● **SHORT TASK A**
According to the book review, why does Markle tell readers they don't have to live as animals do?
● **SHORT TASK B**
Quote the book review, beginning at the words "From the What" and stopping after "11 wild animals.".

● **PAGE EXCERPT**
══════

From the What if You Had . . .? series

Another playful imagination-stretcher.

Markle invites children to picture themselves living in the homes of 11 wild animals.

As in previous entries in the series, McWilliam’s illustrations of a diverse cast of young people fancifully imitating wild creatures are paired with close-up photos of each animal in a like natural setting. The left side of one spread includes a photo of a black bear nestling in a cozy winter den, while the right side features an image of a human one cuddled up with a bear. On another spread, opposite a photo of honeybees tending to newly hatched offspring, a human “larva” lounges at ease in a honeycomb cell, game controller in hand, as insect attendants dish up goodies. A child with an eye patch reclines on an orb weaver spider’s web, while another wearing a head scarf constructs a castle in a subterranean chamber with help from mound-building termites. Markle adds simple remarks about each type of den, nest, or burrow and basic facts about its typical residents, then closes with a reassuring reminder to readers that they don’t have to live as animals do, because they will “always live where people live.” A select gallery of traditional homes, from igloo and yurt to mudhif, follows a final view of the young cast waving from a variety of differently styled windows.

══════

[Location identification items]
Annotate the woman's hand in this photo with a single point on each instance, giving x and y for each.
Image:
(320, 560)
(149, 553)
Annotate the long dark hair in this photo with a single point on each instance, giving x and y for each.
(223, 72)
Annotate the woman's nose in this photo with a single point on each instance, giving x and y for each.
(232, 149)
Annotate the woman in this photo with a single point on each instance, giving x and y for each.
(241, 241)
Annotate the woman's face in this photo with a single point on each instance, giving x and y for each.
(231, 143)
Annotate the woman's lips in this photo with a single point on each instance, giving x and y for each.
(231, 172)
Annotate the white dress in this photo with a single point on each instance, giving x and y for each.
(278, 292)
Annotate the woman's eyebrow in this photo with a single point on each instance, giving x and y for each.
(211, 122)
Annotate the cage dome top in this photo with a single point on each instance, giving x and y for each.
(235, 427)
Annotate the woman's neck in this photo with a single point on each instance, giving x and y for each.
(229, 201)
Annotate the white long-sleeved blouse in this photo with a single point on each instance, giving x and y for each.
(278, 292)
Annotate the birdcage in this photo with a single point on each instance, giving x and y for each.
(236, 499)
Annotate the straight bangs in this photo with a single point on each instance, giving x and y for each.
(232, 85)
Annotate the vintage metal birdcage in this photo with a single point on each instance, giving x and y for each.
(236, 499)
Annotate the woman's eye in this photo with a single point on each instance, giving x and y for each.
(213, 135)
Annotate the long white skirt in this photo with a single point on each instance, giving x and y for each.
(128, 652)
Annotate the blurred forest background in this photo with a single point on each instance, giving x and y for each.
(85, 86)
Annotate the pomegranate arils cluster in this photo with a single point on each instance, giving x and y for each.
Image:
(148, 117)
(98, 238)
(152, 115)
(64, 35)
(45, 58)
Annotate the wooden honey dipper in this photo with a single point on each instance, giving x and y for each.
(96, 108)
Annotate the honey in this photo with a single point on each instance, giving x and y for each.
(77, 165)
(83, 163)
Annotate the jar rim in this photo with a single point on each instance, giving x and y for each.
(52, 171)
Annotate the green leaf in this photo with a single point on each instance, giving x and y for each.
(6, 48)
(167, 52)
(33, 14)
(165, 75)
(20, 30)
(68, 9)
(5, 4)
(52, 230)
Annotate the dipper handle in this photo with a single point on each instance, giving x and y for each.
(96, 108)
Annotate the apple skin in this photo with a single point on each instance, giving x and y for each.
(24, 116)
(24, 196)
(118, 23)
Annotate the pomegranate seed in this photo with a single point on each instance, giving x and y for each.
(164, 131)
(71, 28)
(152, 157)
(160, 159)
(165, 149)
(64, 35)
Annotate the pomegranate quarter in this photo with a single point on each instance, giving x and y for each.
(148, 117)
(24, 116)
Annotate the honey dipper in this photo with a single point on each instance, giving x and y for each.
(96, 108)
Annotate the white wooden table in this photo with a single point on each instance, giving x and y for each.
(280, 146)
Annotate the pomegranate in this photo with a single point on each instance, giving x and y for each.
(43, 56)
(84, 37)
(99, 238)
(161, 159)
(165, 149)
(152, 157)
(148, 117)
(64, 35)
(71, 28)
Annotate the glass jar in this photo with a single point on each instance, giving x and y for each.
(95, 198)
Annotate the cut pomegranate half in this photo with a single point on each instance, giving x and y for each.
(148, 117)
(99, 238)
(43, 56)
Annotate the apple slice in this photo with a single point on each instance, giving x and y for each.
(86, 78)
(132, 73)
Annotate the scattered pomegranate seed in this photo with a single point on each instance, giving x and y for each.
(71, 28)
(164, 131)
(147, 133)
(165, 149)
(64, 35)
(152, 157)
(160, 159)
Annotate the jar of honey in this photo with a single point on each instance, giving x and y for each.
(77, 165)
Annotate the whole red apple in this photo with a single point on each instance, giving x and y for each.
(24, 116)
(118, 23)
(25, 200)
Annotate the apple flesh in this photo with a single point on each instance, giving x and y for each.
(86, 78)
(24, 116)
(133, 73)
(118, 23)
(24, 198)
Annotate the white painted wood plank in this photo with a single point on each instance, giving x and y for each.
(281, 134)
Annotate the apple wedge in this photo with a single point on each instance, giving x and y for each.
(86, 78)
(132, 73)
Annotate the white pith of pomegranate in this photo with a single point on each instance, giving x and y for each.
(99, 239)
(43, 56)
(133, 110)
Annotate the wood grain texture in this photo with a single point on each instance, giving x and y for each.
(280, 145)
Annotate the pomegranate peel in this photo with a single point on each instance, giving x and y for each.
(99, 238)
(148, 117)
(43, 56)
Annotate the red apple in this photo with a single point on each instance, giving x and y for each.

══════

● **FULL OUTPUT A**
Markle's closing reminder says readers don't have to live as animals do because they will "always live where people live."

● **FULL OUTPUT B**
From the What if You Had . . .? series

Another playful imagination-stretcher.

Markle invites children to picture themselves living in the homes of 11 wild animals.